Stored data entries:
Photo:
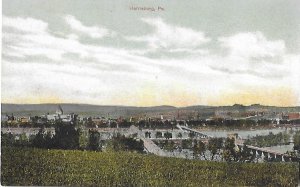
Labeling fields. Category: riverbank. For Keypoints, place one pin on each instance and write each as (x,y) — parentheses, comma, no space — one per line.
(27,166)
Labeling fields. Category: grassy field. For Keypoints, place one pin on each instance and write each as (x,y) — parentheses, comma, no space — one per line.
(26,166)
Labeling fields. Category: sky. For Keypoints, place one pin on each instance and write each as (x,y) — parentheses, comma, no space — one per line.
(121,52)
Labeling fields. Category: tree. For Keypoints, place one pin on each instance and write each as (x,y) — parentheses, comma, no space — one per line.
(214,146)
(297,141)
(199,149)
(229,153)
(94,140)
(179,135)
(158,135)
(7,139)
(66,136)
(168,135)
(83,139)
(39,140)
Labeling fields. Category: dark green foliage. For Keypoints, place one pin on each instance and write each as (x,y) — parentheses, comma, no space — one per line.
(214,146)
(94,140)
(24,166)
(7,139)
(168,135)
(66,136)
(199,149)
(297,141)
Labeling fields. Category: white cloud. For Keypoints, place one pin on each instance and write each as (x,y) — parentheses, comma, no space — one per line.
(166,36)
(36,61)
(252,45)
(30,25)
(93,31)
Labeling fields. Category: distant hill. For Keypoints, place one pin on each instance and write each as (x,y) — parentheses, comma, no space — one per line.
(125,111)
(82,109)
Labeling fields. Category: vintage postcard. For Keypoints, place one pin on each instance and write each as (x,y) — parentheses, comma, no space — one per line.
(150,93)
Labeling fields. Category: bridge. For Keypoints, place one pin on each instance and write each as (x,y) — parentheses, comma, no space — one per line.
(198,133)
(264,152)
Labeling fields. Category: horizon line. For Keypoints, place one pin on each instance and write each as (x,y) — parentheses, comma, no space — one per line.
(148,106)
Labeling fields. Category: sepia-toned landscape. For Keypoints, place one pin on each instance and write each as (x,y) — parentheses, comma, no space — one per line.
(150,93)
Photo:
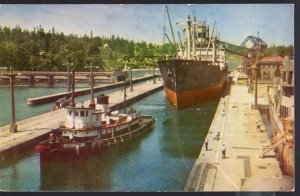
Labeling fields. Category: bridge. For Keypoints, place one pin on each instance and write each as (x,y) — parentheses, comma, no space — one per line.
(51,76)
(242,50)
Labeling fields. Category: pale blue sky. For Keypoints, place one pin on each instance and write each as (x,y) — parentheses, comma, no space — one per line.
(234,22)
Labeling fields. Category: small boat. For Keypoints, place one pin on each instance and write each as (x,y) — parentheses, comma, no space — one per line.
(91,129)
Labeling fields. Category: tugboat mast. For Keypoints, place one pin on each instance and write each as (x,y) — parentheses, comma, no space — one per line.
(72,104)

**TASK REQUIREMENTS:** Reproduce every line of the items above word for word, leaving out the pictures.

**THE ANSWER:**
Photo:
Labeling fields. Category: riverbank. For Keypoints, place one pin on each instance and write each as (x,y) — parentheses, comma, no space — one per line.
(27,166)
Labeling fields. Category: grassy field. For Keypoints, place one pin on each instance and write each as (x,y) — parentheses, comma, no space — one per line.
(26,166)
Labeling fields. Category: sky. For Keypoints, place one pin on each instance and write each as (x,y) — parentheses, comma, no space — one per line.
(121,52)
Labeling fields. Category: tree. For Keypoints, place one pin on each instance and write each as (x,y) — parentheses, comma, no space — one per line.
(214,146)
(297,141)
(199,149)
(229,153)
(94,140)
(179,135)
(158,135)
(7,139)
(66,136)
(168,135)
(83,139)
(39,140)
Labeling fields. Category: dark green foliage. For Keypoints, place one pin on each instance and write each as (x,y) — parentheses, comma, no space — one per line.
(214,146)
(94,140)
(24,166)
(7,139)
(168,135)
(66,136)
(199,149)
(297,141)
Labeling fields. Category: white cloud. For Keypoints, place one pin on each instance and write each as (x,y) — parentheses, comma, no space — one per line.
(166,36)
(36,61)
(252,45)
(30,25)
(93,31)
Labeling fields. Category: distant hill. For Keypoints, place one pin on each instance and write each as (x,y) — parentheses, comma, no space — one per line.
(125,111)
(82,109)
Labeling fields. Category: vintage postcard. For Keypoints, place one pin on each instance and write each as (x,y) — parentheses, comma, no space — one per line.
(150,93)
Labeling fields. Category: bridge. For Keypoints, place one pin on each instance and write each as (x,y) — parentheses, comma, no space — one per line.
(198,133)
(264,152)
Labeling fields. Category: horizon line. For Keypoints, place one pin on each instance and write each as (x,y) — parentheses, comma, no space — one per line.
(148,106)
Labeling fields. Category: sepia-toned landscape. For Keypoints, place one pin on each instance and write each as (x,y) — parentheses, comma, no space — one per line.
(150,93)
Photo:
Labeling fields. Category: bridge. For Keypoints, place one pin on each instance and write each as (x,y) — parentheses, comma, no space — one per line.
(51,76)
(242,50)
Labeling fields. Category: pale blue sky. For Keypoints, place one pin on each instance and write each as (x,y) — parentheses, comma, no space — one per line.
(234,22)
Labeling fields. Category: small boat. For Keypoints, place one pin on each instance and write each as (x,y) — parentheses, comma, no space — one per line.
(91,129)
Labeling fields. Category: tugboat mast. For Keypoints, place one pin on each instance and write each as (x,y) — parentheses, comma, no space — one per line.
(72,104)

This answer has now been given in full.